INSTRUCTIONS TO FOLLOW ::
Reproduce the following records exactly from the line containing "Note: one point per instance of the freight" onward, ending with the last line and including it.

(Stored data entries)
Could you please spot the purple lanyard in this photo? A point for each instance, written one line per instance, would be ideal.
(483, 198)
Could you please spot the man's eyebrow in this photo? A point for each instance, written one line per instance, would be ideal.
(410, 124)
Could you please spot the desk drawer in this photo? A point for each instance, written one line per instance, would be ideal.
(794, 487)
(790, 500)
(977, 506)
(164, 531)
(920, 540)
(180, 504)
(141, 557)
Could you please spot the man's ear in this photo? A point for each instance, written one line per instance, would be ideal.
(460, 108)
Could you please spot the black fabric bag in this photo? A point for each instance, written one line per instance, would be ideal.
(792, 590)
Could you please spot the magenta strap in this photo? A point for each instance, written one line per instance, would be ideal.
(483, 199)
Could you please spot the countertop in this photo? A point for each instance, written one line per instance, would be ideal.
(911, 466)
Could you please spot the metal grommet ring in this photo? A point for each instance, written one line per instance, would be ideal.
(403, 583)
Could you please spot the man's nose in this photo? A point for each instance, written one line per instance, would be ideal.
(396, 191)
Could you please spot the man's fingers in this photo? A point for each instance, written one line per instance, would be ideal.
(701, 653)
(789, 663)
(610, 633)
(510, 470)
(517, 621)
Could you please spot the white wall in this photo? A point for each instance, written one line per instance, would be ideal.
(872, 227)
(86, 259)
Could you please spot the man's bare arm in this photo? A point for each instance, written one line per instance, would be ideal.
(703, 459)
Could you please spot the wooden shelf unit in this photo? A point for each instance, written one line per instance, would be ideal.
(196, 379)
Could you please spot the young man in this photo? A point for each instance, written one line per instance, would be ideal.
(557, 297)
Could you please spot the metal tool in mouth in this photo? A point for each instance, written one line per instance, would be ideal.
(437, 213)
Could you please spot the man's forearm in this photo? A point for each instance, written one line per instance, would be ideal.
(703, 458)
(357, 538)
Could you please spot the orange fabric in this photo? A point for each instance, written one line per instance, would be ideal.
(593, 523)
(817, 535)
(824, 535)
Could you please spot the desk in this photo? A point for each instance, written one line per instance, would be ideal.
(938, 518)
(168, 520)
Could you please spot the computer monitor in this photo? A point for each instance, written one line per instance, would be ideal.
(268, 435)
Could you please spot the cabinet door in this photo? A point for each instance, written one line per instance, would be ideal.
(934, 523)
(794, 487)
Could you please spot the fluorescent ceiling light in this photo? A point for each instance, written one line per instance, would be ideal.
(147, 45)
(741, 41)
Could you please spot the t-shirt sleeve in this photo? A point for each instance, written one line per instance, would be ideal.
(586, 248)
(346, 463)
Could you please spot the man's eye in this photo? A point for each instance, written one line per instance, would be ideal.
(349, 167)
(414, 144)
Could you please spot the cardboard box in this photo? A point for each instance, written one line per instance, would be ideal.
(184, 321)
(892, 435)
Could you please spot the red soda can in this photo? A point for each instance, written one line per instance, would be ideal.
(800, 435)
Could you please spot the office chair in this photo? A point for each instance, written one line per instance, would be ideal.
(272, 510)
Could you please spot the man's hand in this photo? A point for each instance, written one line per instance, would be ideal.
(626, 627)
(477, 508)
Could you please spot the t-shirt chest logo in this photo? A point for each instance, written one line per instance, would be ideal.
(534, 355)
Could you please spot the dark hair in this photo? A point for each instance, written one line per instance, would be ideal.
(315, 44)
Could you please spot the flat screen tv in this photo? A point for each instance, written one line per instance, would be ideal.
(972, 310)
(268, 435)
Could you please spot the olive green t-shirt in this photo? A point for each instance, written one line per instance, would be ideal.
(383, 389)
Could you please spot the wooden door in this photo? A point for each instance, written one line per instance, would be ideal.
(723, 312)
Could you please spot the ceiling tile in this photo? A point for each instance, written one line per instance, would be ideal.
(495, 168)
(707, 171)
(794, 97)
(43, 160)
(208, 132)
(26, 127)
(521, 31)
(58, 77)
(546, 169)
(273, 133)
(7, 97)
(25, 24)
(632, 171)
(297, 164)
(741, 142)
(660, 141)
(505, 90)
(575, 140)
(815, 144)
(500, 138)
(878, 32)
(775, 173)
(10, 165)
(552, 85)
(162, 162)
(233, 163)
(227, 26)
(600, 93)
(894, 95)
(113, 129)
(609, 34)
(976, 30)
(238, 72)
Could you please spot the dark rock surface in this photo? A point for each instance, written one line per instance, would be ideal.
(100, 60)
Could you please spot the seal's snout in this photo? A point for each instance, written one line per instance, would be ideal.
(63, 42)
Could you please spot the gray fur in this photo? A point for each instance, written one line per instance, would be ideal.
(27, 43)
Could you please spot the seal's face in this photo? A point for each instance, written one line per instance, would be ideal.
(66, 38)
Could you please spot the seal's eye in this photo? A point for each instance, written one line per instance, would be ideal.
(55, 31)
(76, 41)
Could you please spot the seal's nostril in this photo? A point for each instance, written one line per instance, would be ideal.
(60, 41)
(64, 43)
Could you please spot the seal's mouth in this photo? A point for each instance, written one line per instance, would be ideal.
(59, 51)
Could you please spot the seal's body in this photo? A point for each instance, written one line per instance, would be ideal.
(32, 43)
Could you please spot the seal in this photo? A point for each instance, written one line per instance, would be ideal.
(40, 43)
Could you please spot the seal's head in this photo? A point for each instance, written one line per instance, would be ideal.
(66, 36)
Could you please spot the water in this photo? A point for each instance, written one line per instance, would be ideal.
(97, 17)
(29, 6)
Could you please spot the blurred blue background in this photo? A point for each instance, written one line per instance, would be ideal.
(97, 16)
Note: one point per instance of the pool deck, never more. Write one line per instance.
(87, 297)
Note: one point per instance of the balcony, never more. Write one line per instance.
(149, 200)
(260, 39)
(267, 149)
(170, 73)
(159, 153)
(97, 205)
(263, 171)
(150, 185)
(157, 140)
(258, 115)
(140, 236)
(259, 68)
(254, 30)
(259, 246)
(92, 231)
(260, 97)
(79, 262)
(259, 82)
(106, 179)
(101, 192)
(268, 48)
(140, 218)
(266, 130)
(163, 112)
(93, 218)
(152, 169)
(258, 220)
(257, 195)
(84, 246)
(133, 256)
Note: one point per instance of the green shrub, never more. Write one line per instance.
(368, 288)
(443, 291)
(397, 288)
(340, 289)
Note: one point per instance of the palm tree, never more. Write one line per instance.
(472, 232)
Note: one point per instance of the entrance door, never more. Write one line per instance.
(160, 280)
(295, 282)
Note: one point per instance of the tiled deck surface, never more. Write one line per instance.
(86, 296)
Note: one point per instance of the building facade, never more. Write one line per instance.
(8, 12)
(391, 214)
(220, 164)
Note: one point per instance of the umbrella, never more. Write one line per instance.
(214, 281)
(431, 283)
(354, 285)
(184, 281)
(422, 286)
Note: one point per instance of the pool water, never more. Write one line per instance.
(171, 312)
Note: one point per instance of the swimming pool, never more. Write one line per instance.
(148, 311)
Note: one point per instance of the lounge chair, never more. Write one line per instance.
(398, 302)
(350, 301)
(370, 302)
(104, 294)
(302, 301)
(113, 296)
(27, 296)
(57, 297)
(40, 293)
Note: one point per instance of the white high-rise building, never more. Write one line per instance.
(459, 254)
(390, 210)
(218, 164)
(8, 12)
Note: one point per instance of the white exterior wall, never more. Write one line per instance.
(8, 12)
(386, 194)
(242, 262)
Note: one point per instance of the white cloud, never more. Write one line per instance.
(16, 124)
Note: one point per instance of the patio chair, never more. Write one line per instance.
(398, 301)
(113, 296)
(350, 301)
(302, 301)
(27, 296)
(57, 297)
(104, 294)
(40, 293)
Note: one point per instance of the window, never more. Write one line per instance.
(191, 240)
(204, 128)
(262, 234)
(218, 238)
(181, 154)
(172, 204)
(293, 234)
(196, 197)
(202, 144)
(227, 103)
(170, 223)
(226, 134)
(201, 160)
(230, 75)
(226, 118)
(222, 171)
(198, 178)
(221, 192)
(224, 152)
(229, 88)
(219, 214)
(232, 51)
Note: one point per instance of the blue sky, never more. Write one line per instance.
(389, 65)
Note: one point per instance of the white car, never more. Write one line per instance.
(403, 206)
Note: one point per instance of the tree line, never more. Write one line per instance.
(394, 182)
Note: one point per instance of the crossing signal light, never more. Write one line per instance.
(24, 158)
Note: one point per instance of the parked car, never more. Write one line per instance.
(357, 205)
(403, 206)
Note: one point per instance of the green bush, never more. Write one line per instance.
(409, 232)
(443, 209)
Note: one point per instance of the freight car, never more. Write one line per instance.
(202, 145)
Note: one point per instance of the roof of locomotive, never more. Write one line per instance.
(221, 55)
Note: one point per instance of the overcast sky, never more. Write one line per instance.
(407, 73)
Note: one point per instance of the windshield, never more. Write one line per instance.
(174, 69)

EXERCISE RESPONSE ::
Note: one point per instance of the freight car, never more. Write one line per instance.
(202, 145)
Note: one point per instance of the roof of locomotive, never more. Write one line per instance.
(221, 55)
Note: one point per instance of the overcast sky, never more. Write one line per instance.
(407, 73)
Note: one point per instance of the windshield, never more. Write one line per instance.
(174, 69)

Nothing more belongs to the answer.